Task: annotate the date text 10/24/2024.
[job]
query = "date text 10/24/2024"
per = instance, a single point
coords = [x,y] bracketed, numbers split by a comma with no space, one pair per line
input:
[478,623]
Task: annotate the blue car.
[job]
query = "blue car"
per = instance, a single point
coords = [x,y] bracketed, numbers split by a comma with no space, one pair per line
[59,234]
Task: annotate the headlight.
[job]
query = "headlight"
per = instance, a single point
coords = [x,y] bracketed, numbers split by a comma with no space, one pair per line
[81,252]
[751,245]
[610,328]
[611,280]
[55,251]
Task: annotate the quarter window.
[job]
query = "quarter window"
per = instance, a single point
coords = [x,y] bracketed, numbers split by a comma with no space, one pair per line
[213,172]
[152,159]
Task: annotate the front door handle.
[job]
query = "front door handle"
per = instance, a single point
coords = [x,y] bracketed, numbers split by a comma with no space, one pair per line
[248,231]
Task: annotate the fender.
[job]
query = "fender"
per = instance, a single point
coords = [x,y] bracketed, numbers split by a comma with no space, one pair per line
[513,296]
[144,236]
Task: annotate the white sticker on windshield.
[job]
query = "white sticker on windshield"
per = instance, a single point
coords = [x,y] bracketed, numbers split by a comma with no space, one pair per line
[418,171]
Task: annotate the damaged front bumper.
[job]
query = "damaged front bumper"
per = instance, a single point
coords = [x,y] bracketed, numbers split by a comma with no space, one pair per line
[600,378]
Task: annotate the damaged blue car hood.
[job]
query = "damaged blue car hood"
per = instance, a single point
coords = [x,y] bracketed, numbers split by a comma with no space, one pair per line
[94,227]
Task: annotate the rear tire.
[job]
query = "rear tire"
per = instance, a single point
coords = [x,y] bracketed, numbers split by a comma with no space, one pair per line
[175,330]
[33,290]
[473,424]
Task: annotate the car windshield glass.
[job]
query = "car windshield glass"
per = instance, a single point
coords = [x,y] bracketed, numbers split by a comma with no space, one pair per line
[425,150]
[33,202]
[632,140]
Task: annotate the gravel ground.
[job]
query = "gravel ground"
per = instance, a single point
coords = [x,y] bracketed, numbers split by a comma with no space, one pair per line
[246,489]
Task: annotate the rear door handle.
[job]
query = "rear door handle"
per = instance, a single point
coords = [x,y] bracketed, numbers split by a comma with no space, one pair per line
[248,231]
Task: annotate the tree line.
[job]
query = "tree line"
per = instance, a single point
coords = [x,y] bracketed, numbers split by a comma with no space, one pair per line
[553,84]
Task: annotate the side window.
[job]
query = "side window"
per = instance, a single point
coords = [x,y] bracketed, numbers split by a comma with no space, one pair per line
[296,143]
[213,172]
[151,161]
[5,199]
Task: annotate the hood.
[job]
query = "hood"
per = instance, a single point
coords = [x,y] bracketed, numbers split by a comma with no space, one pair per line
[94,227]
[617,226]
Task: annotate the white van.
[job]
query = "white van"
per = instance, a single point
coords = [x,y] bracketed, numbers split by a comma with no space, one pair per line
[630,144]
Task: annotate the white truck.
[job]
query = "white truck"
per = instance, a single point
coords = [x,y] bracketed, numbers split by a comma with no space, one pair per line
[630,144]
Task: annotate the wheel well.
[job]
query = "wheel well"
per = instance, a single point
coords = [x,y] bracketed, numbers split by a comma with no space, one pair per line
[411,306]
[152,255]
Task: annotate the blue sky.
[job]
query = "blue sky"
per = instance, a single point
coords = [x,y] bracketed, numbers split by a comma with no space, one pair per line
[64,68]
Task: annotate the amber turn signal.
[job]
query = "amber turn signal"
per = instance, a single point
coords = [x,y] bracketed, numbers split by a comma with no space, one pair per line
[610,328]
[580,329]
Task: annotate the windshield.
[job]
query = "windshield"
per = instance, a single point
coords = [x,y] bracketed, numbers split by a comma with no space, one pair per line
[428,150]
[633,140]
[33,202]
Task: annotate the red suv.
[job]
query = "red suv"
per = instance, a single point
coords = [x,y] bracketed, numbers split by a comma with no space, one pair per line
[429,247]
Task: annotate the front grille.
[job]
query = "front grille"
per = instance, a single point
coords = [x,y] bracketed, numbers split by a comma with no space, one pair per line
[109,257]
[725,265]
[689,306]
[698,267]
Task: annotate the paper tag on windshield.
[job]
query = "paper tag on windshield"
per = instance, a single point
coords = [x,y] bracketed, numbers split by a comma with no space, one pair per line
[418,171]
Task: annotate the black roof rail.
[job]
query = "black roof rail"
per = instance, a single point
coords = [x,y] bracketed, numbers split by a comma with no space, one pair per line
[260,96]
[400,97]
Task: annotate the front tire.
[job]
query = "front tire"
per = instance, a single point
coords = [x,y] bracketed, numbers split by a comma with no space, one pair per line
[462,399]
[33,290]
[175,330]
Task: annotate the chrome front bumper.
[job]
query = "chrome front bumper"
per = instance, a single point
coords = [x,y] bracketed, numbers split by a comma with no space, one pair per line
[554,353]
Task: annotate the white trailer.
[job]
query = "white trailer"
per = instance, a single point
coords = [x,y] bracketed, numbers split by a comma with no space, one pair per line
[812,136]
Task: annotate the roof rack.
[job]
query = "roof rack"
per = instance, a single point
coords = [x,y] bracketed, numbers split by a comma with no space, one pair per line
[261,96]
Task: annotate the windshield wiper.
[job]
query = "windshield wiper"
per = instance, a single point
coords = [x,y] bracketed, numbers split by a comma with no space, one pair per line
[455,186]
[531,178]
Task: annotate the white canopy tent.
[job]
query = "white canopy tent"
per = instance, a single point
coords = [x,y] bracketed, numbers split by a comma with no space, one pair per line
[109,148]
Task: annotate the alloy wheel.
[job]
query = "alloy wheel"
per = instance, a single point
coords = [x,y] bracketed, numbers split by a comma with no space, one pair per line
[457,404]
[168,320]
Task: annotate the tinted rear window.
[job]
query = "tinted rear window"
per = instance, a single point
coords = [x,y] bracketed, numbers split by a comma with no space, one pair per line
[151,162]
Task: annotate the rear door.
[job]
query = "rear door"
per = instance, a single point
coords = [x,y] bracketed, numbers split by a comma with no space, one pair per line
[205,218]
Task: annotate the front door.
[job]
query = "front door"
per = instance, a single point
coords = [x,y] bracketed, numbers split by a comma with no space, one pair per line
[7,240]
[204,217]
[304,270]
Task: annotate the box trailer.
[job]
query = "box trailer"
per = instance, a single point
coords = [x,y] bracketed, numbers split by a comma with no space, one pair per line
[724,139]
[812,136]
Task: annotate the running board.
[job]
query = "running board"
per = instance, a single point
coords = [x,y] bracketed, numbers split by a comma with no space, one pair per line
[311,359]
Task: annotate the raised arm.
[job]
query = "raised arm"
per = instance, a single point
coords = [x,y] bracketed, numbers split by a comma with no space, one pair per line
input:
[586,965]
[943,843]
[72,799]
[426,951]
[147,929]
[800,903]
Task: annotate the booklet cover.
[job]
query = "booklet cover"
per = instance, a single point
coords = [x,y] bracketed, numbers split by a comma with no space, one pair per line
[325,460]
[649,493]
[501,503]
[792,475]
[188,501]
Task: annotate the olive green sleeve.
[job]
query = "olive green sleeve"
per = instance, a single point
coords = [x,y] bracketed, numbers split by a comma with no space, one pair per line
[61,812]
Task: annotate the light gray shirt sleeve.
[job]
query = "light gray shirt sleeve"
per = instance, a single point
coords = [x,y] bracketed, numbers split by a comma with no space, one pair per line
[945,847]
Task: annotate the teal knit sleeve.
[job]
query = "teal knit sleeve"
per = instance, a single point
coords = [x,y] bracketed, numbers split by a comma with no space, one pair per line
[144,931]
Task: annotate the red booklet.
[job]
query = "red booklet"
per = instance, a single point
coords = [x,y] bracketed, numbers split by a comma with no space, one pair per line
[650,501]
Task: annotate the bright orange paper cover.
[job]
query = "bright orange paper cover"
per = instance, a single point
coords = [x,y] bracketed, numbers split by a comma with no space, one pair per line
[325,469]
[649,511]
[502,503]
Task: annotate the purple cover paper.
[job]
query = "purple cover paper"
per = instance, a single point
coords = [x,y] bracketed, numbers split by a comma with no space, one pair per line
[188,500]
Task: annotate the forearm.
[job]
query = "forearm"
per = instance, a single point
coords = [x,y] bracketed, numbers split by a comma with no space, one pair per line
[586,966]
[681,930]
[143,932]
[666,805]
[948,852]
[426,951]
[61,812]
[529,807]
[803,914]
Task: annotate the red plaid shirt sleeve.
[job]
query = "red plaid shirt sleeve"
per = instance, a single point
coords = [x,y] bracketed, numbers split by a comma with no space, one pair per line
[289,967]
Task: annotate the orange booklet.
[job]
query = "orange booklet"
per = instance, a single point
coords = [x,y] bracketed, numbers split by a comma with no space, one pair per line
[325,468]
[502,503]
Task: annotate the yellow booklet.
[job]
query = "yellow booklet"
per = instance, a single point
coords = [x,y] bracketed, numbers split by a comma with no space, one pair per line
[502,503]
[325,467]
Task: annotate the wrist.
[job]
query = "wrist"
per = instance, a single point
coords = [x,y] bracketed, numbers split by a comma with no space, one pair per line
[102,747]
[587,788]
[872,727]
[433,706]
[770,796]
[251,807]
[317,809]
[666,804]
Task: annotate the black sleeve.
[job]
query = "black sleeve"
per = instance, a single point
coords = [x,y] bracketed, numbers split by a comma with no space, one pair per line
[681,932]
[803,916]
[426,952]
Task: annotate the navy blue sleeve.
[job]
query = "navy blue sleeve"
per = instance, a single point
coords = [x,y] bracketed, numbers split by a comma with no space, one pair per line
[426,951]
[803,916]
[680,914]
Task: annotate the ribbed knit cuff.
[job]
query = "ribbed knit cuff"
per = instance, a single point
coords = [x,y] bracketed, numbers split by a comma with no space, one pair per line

***

**What is required**
Please show the lines in the entries above that hold the string "booklet".

**Exercise output**
Task: annotate the booklet cover.
query = "booklet cover"
Task: annotate the red booklet.
query = "red booklet"
Task: annotate the orange booklet.
query = "orange booklet"
Task: annotate the yellow booklet.
query = "yellow booklet"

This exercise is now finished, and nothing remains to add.